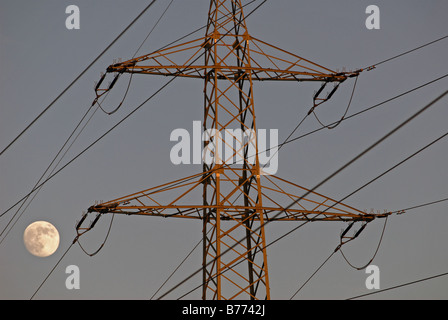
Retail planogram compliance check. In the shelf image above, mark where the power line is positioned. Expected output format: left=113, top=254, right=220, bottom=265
left=366, top=35, right=448, bottom=70
left=0, top=0, right=157, bottom=156
left=158, top=91, right=448, bottom=300
left=179, top=117, right=448, bottom=300
left=0, top=0, right=267, bottom=222
left=23, top=0, right=267, bottom=299
left=278, top=74, right=448, bottom=152
left=30, top=238, right=76, bottom=300
left=346, top=272, right=448, bottom=300
left=392, top=198, right=448, bottom=213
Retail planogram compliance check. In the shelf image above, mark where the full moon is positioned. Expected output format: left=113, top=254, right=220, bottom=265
left=23, top=221, right=59, bottom=257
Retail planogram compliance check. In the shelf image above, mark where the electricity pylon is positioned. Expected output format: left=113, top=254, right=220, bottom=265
left=83, top=0, right=388, bottom=300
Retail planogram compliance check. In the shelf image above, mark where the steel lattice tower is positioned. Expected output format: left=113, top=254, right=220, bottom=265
left=85, top=0, right=388, bottom=300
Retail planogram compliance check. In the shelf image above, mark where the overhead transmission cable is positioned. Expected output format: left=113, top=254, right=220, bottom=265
left=346, top=272, right=448, bottom=300
left=27, top=0, right=267, bottom=299
left=179, top=110, right=448, bottom=300
left=366, top=35, right=448, bottom=70
left=158, top=91, right=448, bottom=300
left=0, top=0, right=157, bottom=156
left=0, top=0, right=267, bottom=217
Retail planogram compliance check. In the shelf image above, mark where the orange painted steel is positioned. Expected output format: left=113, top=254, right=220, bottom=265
left=89, top=0, right=377, bottom=300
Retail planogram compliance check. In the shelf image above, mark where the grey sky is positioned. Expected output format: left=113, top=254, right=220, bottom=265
left=0, top=0, right=448, bottom=299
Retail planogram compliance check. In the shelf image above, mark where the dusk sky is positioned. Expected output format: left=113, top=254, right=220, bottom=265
left=0, top=0, right=448, bottom=300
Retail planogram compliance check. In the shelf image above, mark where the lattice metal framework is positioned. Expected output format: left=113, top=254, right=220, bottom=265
left=89, top=0, right=386, bottom=300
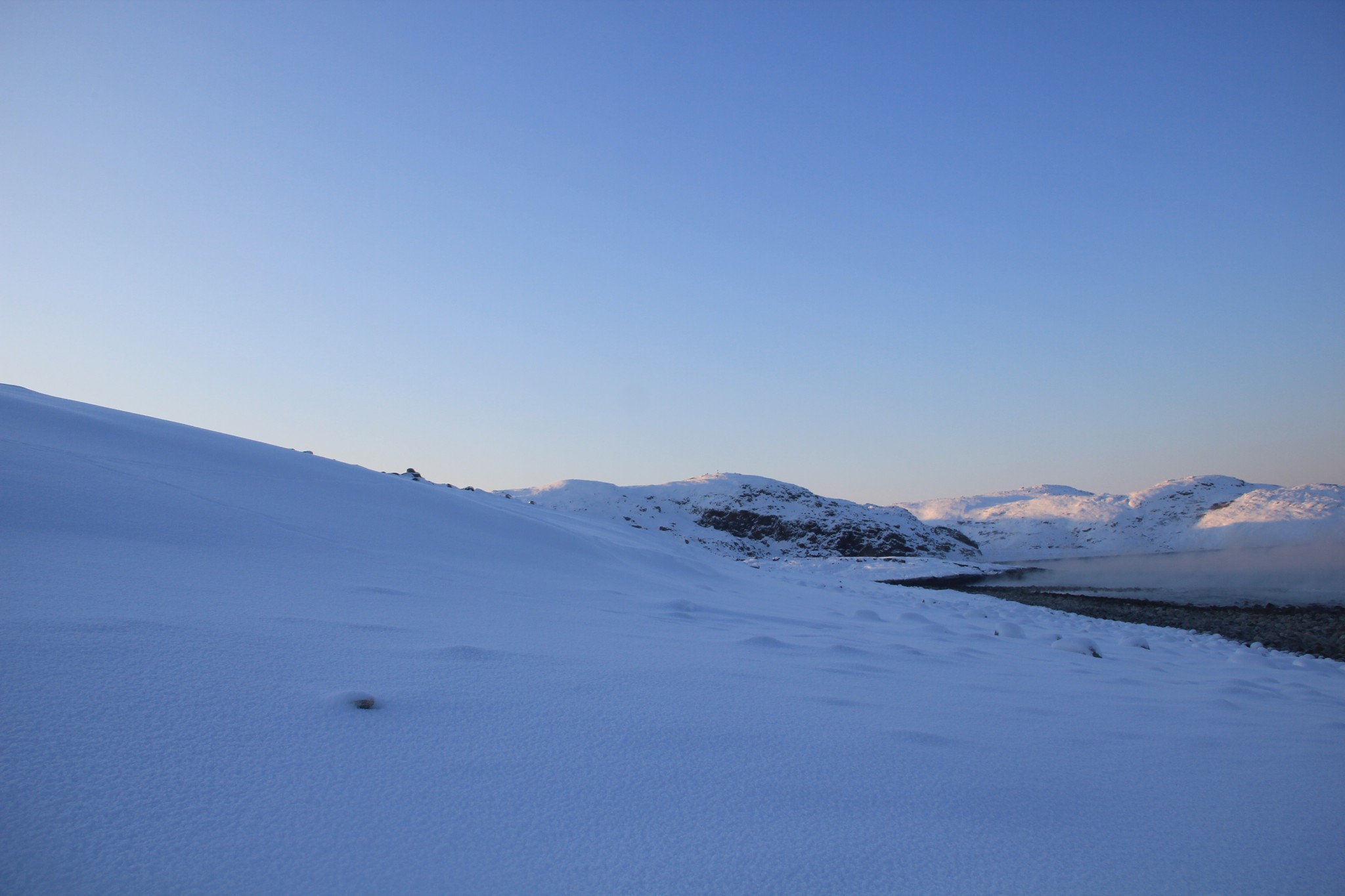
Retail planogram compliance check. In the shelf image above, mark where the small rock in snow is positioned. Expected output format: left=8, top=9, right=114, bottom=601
left=1050, top=635, right=1101, bottom=660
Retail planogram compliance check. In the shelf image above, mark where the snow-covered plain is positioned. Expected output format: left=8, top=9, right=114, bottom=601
left=902, top=475, right=1345, bottom=560
left=8, top=387, right=1345, bottom=893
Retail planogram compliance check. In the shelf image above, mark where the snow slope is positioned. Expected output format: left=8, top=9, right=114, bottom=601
left=902, top=475, right=1345, bottom=560
left=8, top=387, right=1345, bottom=895
left=506, top=473, right=979, bottom=559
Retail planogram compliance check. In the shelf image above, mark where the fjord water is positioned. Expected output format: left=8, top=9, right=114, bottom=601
left=1015, top=540, right=1345, bottom=606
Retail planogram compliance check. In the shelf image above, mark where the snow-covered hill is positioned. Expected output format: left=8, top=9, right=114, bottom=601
left=8, top=387, right=1345, bottom=896
left=902, top=475, right=1345, bottom=560
left=507, top=473, right=979, bottom=559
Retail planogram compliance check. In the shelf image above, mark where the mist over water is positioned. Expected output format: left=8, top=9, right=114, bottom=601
left=1014, top=539, right=1345, bottom=606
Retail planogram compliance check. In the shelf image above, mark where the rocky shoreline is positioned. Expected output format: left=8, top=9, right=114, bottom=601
left=887, top=576, right=1345, bottom=662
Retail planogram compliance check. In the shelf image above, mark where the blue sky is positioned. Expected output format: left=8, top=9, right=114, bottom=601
left=0, top=1, right=1345, bottom=502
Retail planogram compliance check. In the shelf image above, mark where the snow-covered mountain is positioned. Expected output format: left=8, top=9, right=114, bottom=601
left=506, top=473, right=979, bottom=559
left=0, top=387, right=1345, bottom=896
left=901, top=475, right=1345, bottom=560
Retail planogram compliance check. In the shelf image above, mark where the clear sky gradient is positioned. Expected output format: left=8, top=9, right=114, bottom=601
left=0, top=0, right=1345, bottom=502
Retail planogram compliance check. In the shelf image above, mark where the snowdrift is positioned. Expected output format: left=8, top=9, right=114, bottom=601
left=0, top=387, right=1345, bottom=895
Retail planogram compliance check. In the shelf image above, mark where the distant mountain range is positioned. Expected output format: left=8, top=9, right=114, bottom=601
left=506, top=473, right=1345, bottom=560
left=901, top=475, right=1345, bottom=560
left=506, top=473, right=979, bottom=559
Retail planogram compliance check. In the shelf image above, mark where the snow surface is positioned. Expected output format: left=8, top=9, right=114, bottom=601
left=902, top=475, right=1345, bottom=560
left=506, top=473, right=981, bottom=559
left=8, top=387, right=1345, bottom=895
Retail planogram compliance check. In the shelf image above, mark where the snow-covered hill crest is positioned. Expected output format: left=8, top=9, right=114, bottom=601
left=507, top=473, right=979, bottom=557
left=901, top=475, right=1345, bottom=560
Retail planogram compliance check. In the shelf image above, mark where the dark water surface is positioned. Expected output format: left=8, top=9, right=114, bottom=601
left=891, top=543, right=1345, bottom=661
left=1003, top=542, right=1345, bottom=606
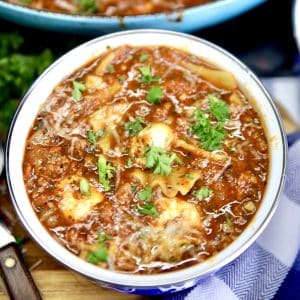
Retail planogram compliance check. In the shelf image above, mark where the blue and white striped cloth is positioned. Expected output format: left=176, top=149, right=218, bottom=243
left=163, top=78, right=300, bottom=300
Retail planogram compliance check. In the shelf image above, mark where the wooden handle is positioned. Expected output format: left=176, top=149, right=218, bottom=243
left=0, top=243, right=42, bottom=300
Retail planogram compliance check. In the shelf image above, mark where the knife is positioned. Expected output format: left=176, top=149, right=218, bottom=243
left=0, top=143, right=42, bottom=300
left=0, top=218, right=42, bottom=300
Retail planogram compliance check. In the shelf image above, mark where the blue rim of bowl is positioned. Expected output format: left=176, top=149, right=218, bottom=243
left=5, top=29, right=287, bottom=289
left=0, top=0, right=266, bottom=22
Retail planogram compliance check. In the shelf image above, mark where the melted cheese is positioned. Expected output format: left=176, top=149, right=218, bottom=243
left=59, top=176, right=104, bottom=221
left=131, top=168, right=202, bottom=197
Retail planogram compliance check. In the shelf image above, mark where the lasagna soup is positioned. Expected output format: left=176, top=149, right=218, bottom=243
left=7, top=0, right=213, bottom=16
left=23, top=46, right=268, bottom=274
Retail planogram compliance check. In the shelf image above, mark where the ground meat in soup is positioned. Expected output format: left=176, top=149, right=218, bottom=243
left=23, top=46, right=268, bottom=274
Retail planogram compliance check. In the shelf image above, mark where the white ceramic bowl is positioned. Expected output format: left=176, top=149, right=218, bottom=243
left=6, top=30, right=286, bottom=295
left=293, top=0, right=300, bottom=51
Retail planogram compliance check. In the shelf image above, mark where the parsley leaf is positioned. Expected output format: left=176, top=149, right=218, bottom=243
left=124, top=118, right=145, bottom=136
left=139, top=66, right=161, bottom=84
left=194, top=186, right=213, bottom=200
left=138, top=186, right=152, bottom=202
left=87, top=243, right=108, bottom=265
left=191, top=109, right=225, bottom=151
left=76, top=0, right=99, bottom=14
left=79, top=178, right=91, bottom=196
left=106, top=64, right=115, bottom=74
left=146, top=86, right=164, bottom=104
left=138, top=203, right=159, bottom=218
left=97, top=155, right=116, bottom=192
left=207, top=95, right=229, bottom=122
left=139, top=53, right=149, bottom=62
left=146, top=146, right=180, bottom=176
left=86, top=130, right=105, bottom=146
left=72, top=80, right=85, bottom=102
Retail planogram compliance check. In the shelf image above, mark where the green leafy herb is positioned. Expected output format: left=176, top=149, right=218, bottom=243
left=16, top=236, right=26, bottom=246
left=97, top=233, right=113, bottom=243
left=97, top=155, right=116, bottom=192
left=130, top=185, right=137, bottom=193
left=86, top=130, right=105, bottom=146
left=76, top=0, right=99, bottom=14
left=146, top=146, right=181, bottom=176
left=185, top=173, right=195, bottom=180
left=138, top=186, right=152, bottom=202
left=207, top=95, right=229, bottom=122
left=194, top=186, right=213, bottom=200
left=0, top=33, right=53, bottom=137
left=106, top=64, right=115, bottom=73
left=79, top=178, right=91, bottom=196
left=119, top=75, right=126, bottom=83
left=138, top=203, right=159, bottom=218
left=139, top=53, right=149, bottom=62
left=87, top=243, right=108, bottom=265
left=139, top=66, right=161, bottom=84
left=72, top=80, right=85, bottom=102
left=146, top=86, right=164, bottom=104
left=191, top=109, right=225, bottom=151
left=124, top=118, right=145, bottom=136
left=125, top=157, right=133, bottom=169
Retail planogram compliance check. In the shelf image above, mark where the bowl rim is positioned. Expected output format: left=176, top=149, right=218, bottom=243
left=293, top=0, right=300, bottom=51
left=0, top=0, right=266, bottom=19
left=5, top=29, right=287, bottom=289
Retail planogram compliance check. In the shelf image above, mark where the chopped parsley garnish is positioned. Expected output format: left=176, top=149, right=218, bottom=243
left=138, top=186, right=152, bottom=202
left=79, top=178, right=91, bottom=196
left=138, top=203, right=159, bottom=218
left=194, top=186, right=213, bottom=200
left=125, top=157, right=133, bottom=169
left=106, top=64, right=115, bottom=74
left=97, top=233, right=113, bottom=243
left=146, top=146, right=181, bottom=176
left=146, top=86, right=164, bottom=104
left=207, top=95, right=229, bottom=122
left=139, top=53, right=149, bottom=62
left=191, top=109, right=225, bottom=151
left=76, top=0, right=98, bottom=14
left=119, top=75, right=126, bottom=83
left=87, top=243, right=108, bottom=265
left=139, top=66, right=161, bottom=84
left=72, top=80, right=85, bottom=102
left=124, top=117, right=145, bottom=136
left=97, top=155, right=116, bottom=192
left=86, top=130, right=105, bottom=146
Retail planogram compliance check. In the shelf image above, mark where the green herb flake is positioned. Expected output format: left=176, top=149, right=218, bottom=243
left=72, top=80, right=85, bottom=102
left=139, top=53, right=149, bottom=62
left=190, top=109, right=226, bottom=151
left=106, top=64, right=115, bottom=74
left=119, top=75, right=126, bottom=83
left=146, top=86, right=164, bottom=104
left=138, top=203, right=159, bottom=218
left=97, top=155, right=116, bottom=192
left=138, top=186, right=152, bottom=202
left=79, top=178, right=91, bottom=196
left=146, top=146, right=179, bottom=176
left=125, top=157, right=133, bottom=169
left=97, top=233, right=113, bottom=243
left=207, top=95, right=229, bottom=122
left=139, top=66, right=161, bottom=84
left=185, top=173, right=195, bottom=180
left=130, top=185, right=137, bottom=194
left=124, top=118, right=145, bottom=136
left=194, top=186, right=213, bottom=200
left=76, top=0, right=99, bottom=14
left=87, top=243, right=108, bottom=265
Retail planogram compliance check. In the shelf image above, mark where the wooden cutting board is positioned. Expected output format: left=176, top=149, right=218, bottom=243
left=0, top=103, right=299, bottom=300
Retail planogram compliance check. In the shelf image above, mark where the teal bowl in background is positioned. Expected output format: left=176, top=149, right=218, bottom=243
left=0, top=0, right=266, bottom=35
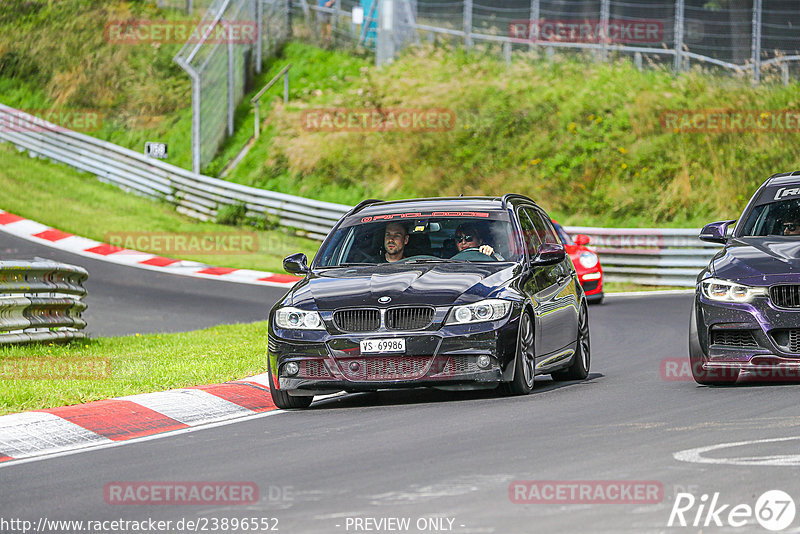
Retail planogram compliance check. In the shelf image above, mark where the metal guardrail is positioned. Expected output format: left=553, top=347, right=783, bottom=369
left=0, top=104, right=719, bottom=286
left=564, top=226, right=721, bottom=287
left=0, top=104, right=350, bottom=239
left=0, top=261, right=89, bottom=345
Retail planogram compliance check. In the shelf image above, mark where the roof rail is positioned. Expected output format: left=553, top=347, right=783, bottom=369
left=347, top=198, right=383, bottom=215
left=501, top=193, right=531, bottom=209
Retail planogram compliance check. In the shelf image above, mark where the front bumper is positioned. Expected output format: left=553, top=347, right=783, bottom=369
left=268, top=312, right=520, bottom=395
left=695, top=291, right=800, bottom=378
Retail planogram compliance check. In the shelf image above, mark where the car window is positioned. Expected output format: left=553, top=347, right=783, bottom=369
left=519, top=208, right=542, bottom=258
left=315, top=211, right=520, bottom=267
left=738, top=199, right=800, bottom=237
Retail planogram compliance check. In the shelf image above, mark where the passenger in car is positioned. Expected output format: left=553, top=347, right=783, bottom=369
left=378, top=222, right=408, bottom=263
left=455, top=223, right=499, bottom=259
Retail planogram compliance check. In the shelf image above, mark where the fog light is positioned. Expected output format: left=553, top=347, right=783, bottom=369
left=283, top=362, right=300, bottom=376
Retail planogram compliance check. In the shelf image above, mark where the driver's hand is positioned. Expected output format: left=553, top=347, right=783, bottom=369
left=478, top=245, right=494, bottom=256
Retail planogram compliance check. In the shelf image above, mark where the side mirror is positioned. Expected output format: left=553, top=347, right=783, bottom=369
left=697, top=219, right=736, bottom=245
left=531, top=243, right=567, bottom=265
left=573, top=234, right=592, bottom=247
left=283, top=252, right=308, bottom=274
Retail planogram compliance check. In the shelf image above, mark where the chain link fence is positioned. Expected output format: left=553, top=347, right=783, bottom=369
left=172, top=0, right=291, bottom=173
left=294, top=0, right=800, bottom=79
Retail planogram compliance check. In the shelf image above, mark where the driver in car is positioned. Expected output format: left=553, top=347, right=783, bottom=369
left=379, top=222, right=408, bottom=263
left=455, top=223, right=497, bottom=258
left=783, top=217, right=800, bottom=235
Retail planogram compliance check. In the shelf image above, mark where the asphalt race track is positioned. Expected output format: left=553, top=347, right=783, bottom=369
left=0, top=233, right=286, bottom=338
left=0, top=292, right=800, bottom=534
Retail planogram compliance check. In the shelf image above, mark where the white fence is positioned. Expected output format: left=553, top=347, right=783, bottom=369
left=0, top=104, right=719, bottom=286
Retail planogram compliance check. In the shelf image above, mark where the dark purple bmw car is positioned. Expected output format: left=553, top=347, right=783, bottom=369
left=689, top=171, right=800, bottom=384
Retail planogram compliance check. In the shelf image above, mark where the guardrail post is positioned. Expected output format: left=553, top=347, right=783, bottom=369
left=600, top=0, right=611, bottom=61
left=528, top=0, right=539, bottom=50
left=464, top=0, right=472, bottom=50
left=255, top=0, right=264, bottom=74
left=227, top=22, right=236, bottom=136
left=673, top=0, right=684, bottom=72
left=751, top=0, right=761, bottom=84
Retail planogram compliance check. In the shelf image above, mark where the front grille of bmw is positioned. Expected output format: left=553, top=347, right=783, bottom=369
left=769, top=285, right=800, bottom=308
left=769, top=328, right=800, bottom=354
left=333, top=306, right=434, bottom=332
left=711, top=330, right=758, bottom=347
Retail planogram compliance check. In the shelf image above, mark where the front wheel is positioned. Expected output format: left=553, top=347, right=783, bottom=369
left=267, top=370, right=314, bottom=410
left=550, top=304, right=592, bottom=380
left=503, top=312, right=535, bottom=395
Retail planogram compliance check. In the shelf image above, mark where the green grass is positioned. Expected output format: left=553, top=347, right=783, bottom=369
left=0, top=144, right=319, bottom=272
left=0, top=322, right=267, bottom=415
left=219, top=43, right=800, bottom=227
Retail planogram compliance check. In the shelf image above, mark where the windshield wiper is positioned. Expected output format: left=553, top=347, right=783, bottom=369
left=403, top=258, right=459, bottom=263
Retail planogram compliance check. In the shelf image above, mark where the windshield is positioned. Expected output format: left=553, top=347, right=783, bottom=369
left=739, top=199, right=800, bottom=237
left=316, top=211, right=521, bottom=267
left=553, top=221, right=575, bottom=245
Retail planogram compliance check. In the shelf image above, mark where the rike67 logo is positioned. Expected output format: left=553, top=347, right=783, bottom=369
left=667, top=490, right=796, bottom=532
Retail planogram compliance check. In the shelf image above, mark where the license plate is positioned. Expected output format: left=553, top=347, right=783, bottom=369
left=361, top=337, right=406, bottom=354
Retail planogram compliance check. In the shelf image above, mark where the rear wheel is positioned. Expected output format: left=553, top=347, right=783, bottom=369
left=267, top=370, right=314, bottom=410
left=689, top=304, right=739, bottom=386
left=503, top=312, right=535, bottom=395
left=550, top=304, right=592, bottom=380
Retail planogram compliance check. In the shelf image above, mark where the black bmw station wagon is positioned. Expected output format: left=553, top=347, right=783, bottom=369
left=268, top=195, right=590, bottom=408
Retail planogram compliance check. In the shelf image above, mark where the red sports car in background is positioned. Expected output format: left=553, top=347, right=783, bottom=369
left=553, top=221, right=603, bottom=304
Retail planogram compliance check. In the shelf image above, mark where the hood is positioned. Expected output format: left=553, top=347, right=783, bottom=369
left=290, top=263, right=518, bottom=310
left=713, top=240, right=800, bottom=285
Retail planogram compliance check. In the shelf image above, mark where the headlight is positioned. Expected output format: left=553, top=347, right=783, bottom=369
left=578, top=251, right=597, bottom=269
left=700, top=278, right=767, bottom=302
left=445, top=299, right=511, bottom=324
left=275, top=308, right=325, bottom=330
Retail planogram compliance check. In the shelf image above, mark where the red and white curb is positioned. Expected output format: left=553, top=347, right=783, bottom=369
left=0, top=210, right=299, bottom=287
left=0, top=374, right=277, bottom=465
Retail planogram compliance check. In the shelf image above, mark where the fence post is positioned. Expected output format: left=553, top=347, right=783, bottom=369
left=528, top=0, right=539, bottom=50
left=464, top=0, right=472, bottom=50
left=187, top=70, right=200, bottom=174
left=752, top=0, right=761, bottom=84
left=227, top=26, right=236, bottom=136
left=600, top=0, right=611, bottom=61
left=673, top=0, right=684, bottom=72
left=255, top=0, right=264, bottom=74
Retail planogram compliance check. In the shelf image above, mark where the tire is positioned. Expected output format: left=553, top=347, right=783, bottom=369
left=267, top=370, right=314, bottom=410
left=502, top=311, right=535, bottom=395
left=689, top=304, right=739, bottom=386
left=550, top=304, right=592, bottom=381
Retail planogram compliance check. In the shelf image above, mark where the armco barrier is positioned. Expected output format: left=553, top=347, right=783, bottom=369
left=0, top=104, right=350, bottom=238
left=0, top=104, right=719, bottom=286
left=0, top=261, right=89, bottom=345
left=564, top=226, right=720, bottom=287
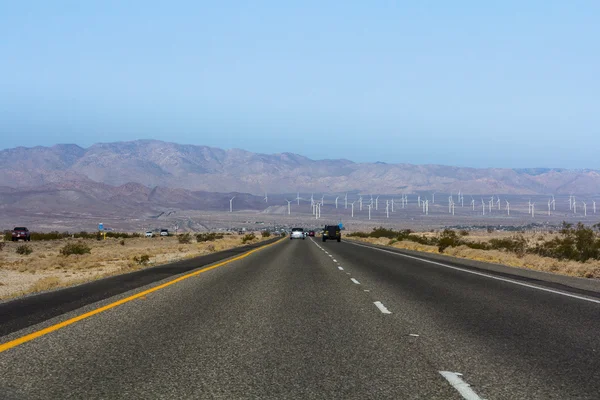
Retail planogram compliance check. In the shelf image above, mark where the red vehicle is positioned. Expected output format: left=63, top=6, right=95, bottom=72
left=12, top=226, right=31, bottom=242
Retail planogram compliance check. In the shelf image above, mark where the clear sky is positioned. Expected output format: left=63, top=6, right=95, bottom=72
left=0, top=0, right=600, bottom=168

• • • • •

- **Set exercise**:
Reproduce the lines of the listing precisely, starting at the line that contains "the dark water" and ending at the line that contains "left=1003, top=542, right=1345, bottom=606", with both of those lines included.

- **Answer to this exercise**:
Retail planogram compliance check. In the shelf image above, mark where the dark water surface is positioned. Expected output format: left=8, top=9, right=114, bottom=601
left=891, top=543, right=1345, bottom=661
left=1003, top=542, right=1345, bottom=606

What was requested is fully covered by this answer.